▶ **Page excerpt**:
The communities alleged that harmful chemical dispersants such as Slickgone NS, Corexit 9500 and 9527 and Biosolve, among others, which Shell Nigeria Exploration and Production Company Limited used to breakdown and disperse the spilled crude oil of 20 December 2011 at Bonga field, in turn spread to the fishing areas, where they became the causes of the diseases afterward prevalent in the communities.
Common ailments affecting the communities included mental disorders; hypertension; eye irritations; nose, throat and skin lesions; vomiting and rectal bleeding; liver and kidney damage; short-term memory loss and confusion; respiratory problems; miscarriages; blood in urine.
Following this Bonga oil spill, the NOSDRA imposed a US$ 5 billion fine on the Shell Petroleum Development Company.14 The Nigerian Maritime Administration and Safety Agency (NIMASA) Director General, Patrick Akpobolokemi had earlier said at a public hearing organized by the House of Representatives Committee on Environment that the maritime agency calculated a total of $6.5 billion as compensation to be paid to the communities affected by the spill as damages. 15
International and local advocacy as well as national regulatory agencies have not been able to compel Shell to change and to respect human rights in the Niger delta in any of these cases. None has been resolved in favor of the communities nor has any remedy been implemented. Shell refuses to respect the regulatory agencies, national governments and the laws of the land, making it look as if the regulated have become the regulator. This level of impunity demonstrates the dire need for an international mechanism to hold companies to account uniformly rather than allowing for voluntary company mechanisms that are not legally binding.
The binding mechanism should be made uniformly applicable on a global scale. The treaty should involve preventive measures covering environmental and human rights violations rather than the current ineffective manipulative compensation regime. Prior and informed consent must be a condition to negotiate with the communities.

▶ **Extracted material**:

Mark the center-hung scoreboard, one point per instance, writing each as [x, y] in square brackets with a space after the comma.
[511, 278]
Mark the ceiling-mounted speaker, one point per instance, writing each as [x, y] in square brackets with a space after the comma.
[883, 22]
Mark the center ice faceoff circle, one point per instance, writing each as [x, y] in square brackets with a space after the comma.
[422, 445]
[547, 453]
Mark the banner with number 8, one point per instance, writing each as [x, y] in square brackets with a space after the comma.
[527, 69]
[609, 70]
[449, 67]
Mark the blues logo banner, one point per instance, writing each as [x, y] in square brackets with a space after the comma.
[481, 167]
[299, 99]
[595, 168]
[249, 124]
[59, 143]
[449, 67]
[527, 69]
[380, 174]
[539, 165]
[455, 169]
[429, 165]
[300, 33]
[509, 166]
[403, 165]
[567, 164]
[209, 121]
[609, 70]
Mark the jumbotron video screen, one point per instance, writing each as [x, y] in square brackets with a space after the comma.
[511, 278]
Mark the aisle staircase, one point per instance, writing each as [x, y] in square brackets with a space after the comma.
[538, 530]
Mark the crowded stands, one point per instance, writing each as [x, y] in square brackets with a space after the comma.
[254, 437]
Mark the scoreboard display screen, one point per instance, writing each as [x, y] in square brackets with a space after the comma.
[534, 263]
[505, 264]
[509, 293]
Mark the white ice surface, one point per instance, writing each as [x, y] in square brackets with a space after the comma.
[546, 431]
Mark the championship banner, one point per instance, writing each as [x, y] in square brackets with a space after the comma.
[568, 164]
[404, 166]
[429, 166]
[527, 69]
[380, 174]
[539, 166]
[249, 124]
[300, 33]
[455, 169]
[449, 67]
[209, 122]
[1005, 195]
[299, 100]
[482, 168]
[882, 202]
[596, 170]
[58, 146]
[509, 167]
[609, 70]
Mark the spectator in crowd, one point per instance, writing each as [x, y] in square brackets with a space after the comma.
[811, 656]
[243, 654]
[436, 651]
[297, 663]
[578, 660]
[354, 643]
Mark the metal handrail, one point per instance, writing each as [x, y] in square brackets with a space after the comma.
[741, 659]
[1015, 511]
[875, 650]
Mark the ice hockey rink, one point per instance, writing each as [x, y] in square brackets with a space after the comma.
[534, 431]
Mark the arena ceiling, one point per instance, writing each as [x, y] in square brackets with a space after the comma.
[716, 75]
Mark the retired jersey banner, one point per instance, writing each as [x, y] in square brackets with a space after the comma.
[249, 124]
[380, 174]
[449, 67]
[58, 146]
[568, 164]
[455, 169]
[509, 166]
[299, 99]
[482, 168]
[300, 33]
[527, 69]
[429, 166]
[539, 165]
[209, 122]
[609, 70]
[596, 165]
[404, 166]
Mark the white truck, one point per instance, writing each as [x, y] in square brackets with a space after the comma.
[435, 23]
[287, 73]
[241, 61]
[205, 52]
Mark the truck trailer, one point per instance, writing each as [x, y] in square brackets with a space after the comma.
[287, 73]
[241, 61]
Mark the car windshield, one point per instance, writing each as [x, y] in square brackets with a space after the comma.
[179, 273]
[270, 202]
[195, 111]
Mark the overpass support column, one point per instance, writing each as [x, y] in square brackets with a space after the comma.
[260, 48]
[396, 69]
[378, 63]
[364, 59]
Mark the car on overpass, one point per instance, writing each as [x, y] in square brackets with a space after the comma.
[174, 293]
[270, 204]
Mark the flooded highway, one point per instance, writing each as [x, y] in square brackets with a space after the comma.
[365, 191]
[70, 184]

▶ **Assignment**: Can you give everything from "Common ailments affecting" down to "blood in urine." in the Bonga oil spill text again, renaming "miscarriages" as "pregnancy losses"?

▶ **Task result**:
Common ailments affecting the communities included mental disorders; hypertension; eye irritations; nose, throat and skin lesions; vomiting and rectal bleeding; liver and kidney damage; short-term memory loss and confusion; respiratory problems; pregnancy losses; blood in urine.